Page excerpt Start Marker

THE WEEK OF
December 25, 2002
Titus
Improv
Datebook
Society
Ringing in the new year at the Improv
By Jim Aquino
After wrapping up a three-season run as the star, co-creator and co-producer of the dark, acclaimed Fox sitcom Titus, stand-up comic Christopher Titus is touring the country and returning to his South Bay home base, where many of the strange but true family experiences that inspired episodes of Titus took place.

Titus grew up in Fremont and Newark and began his stand-up career in South Bay comedy clubs like Rooster T. Feathers in Sunnyvale.

"I remember going there when there was a sign at the door that said, 'Check your knives and guns at the door.' It was crazy. It was a hardcore redneck biker bar," Titus recalls during a telephone interview. "That's where I started comedy. When I changed my act to talk about my mom shooting her husband and stuff like that, they were really supportive of it."

Titus will do five shows at downtown San Jose's new Improv club from Dec. 26 to Dec. 31 (with a special New Year's Eve countdown show at 10 p.m.).

Cancelled last spring after losing viewers because of its constantly changing time slot, the TV series had a cult following and was based on Titus' 1998
breakthrough one-man show Norman Rockwell Is Bleeding. During the theater piece, the comic talked about his mother Juanita's mental illness, his father Ken's drinking and womanizing and other sordid details of his family history (Ken, who was played by Stacy Keach on the TV series, died last year).

Titus says that before he reshaped his stand-up act to include his signature material about his screwed-up family, he considered quitting comedy after performing for a decade.

Tired of doing what he calls "the 'You ever notice...' stuff," Titus decided to make his act edgier, following in the footsteps of comics like his idol Richard Pryor, the late Bill Hicks and Chris Rock, who all had pushed the envelope with their controversial material.

"One night, my agent took me aside after an audition at the Montreal Comedy Festival, and he started screaming at me upstairs, 'What the hell are you doing? You were talking about your mom in the mental hospital and you're talking about it like you're happy? What the hell's your problem?' " Titus says.

For Titus, finding the humor in tragic situations like his mother's institutionalization wasn't easy at first. He remembers getting choked up the very first time he did the bit about his mentally ill mother while onstage at a club in Raleigh-Durham, N.C.

"About the 10th time I did it, all the choked-up-ness was gone, and it was becoming jokes, so it really helped me," Titus says.

Titus says he has found that talking about his problems to an audience is better than sharing them with a shrink.

"I went to therapy for three sessions. My therapist was also treating the Menendez brothers at the time. He kept asking me what I thought. I was paying this guy 150 bucks an hour: 'I wanna know what the hell you think for that kind of money.'

Titus will record his San Jose performances for a comedy CD. He is also working on developing an hour-long action comedy series for NBC, in which he'll play a disgraced cop who teams up with an ex-con to form a bounty hunter business.

Page excerpt End Marker
Data excerpts Start Marker

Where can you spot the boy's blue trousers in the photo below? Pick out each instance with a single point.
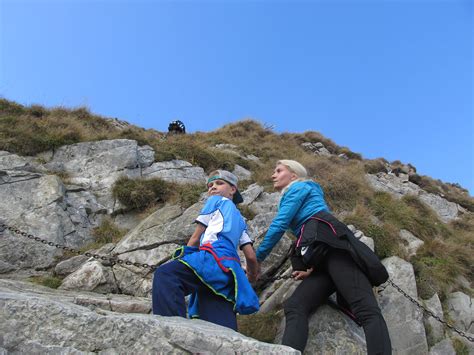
(173, 281)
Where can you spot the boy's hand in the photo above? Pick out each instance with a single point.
(301, 275)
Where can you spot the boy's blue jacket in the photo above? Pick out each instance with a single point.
(302, 200)
(232, 285)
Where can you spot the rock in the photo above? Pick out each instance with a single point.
(241, 172)
(404, 320)
(97, 165)
(251, 194)
(331, 332)
(317, 148)
(70, 265)
(446, 210)
(461, 310)
(9, 161)
(37, 204)
(146, 156)
(434, 329)
(93, 301)
(413, 242)
(178, 171)
(266, 203)
(277, 293)
(27, 320)
(91, 276)
(444, 347)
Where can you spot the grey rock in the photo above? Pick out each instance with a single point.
(47, 320)
(70, 265)
(404, 320)
(251, 194)
(91, 276)
(277, 293)
(146, 156)
(435, 329)
(9, 161)
(128, 220)
(444, 347)
(413, 243)
(241, 172)
(35, 203)
(461, 309)
(178, 171)
(266, 202)
(97, 165)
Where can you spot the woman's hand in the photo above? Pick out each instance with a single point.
(300, 275)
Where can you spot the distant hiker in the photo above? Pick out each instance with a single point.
(209, 268)
(328, 258)
(176, 127)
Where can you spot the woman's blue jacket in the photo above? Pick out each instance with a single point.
(300, 201)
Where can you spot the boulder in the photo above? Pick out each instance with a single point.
(461, 309)
(38, 204)
(434, 329)
(412, 242)
(39, 323)
(404, 319)
(444, 347)
(178, 171)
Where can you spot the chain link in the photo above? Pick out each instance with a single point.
(111, 260)
(114, 261)
(427, 311)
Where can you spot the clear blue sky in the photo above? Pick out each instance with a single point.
(390, 79)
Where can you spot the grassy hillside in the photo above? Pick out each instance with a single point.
(440, 265)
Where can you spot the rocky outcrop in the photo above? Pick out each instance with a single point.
(317, 148)
(39, 204)
(32, 322)
(398, 187)
(412, 243)
(404, 320)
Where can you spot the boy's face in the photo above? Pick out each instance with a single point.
(221, 188)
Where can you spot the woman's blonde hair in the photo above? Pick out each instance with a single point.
(294, 167)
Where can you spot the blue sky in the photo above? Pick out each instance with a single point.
(390, 79)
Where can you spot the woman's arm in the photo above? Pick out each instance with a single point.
(194, 240)
(289, 206)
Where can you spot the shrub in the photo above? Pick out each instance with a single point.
(139, 193)
(107, 232)
(375, 166)
(48, 281)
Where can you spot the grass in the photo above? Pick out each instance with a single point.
(48, 281)
(448, 248)
(140, 194)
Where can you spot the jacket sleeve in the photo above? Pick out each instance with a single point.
(291, 202)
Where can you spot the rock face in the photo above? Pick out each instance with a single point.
(398, 187)
(63, 209)
(38, 204)
(404, 320)
(38, 323)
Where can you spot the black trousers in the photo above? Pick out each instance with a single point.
(339, 273)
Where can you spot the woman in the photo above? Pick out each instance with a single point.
(330, 259)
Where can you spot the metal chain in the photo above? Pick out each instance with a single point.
(111, 260)
(115, 261)
(426, 310)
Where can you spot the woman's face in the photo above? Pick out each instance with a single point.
(282, 177)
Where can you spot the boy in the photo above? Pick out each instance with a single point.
(209, 266)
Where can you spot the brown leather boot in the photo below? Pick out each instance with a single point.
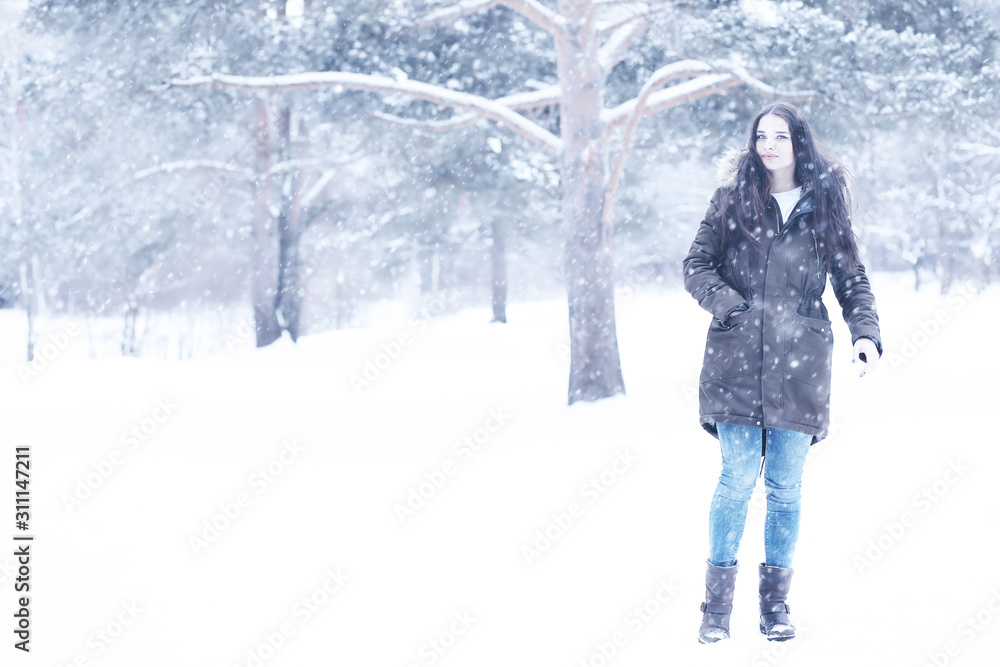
(774, 621)
(720, 582)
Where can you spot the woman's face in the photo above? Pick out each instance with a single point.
(774, 146)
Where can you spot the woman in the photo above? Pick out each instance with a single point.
(774, 231)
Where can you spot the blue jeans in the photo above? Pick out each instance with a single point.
(784, 459)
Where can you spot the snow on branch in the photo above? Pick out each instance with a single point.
(165, 168)
(193, 165)
(708, 80)
(455, 11)
(532, 10)
(454, 123)
(621, 39)
(537, 13)
(439, 95)
(543, 97)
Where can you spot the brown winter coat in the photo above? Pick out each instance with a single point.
(769, 366)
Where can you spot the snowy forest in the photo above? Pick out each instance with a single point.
(177, 171)
(354, 331)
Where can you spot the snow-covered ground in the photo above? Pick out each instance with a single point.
(293, 506)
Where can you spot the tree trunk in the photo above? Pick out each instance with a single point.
(595, 366)
(498, 264)
(289, 295)
(28, 300)
(263, 293)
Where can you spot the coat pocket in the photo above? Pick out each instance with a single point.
(728, 350)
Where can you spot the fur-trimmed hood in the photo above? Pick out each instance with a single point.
(727, 168)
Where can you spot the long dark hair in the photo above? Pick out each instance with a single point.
(743, 207)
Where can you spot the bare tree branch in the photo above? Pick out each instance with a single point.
(621, 39)
(538, 14)
(532, 10)
(659, 101)
(679, 94)
(453, 123)
(192, 165)
(383, 85)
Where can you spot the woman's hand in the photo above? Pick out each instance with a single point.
(866, 347)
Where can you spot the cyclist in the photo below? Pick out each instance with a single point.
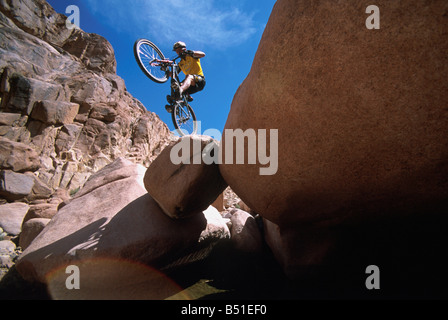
(190, 64)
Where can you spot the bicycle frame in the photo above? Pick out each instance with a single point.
(182, 113)
(174, 74)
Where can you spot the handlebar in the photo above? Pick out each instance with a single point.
(166, 61)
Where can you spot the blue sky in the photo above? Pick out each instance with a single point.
(228, 31)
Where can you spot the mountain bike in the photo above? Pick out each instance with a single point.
(159, 69)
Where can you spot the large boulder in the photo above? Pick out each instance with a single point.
(11, 217)
(361, 113)
(15, 186)
(114, 219)
(362, 141)
(181, 180)
(17, 156)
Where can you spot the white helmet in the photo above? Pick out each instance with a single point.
(179, 44)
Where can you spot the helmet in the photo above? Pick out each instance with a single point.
(179, 44)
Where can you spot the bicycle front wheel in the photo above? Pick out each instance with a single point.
(184, 119)
(146, 53)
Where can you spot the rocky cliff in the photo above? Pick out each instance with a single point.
(65, 113)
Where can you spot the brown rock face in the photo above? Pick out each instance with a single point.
(362, 142)
(361, 113)
(64, 113)
(179, 179)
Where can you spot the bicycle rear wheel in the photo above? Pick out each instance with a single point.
(146, 53)
(184, 119)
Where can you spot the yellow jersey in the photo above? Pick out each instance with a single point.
(190, 65)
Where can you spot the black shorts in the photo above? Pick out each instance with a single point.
(200, 84)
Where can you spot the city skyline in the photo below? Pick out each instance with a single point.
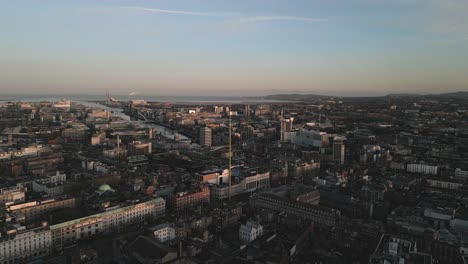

Data excerpts End Marker

**Instructions for the task:**
According to the article about Christopher Titus, what was the 1998 one-man show on which his TV series was based? Use only the article about Christopher Titus to answer; disregard the items.

**Output for this task:**
Norman Rockwell Is Bleeding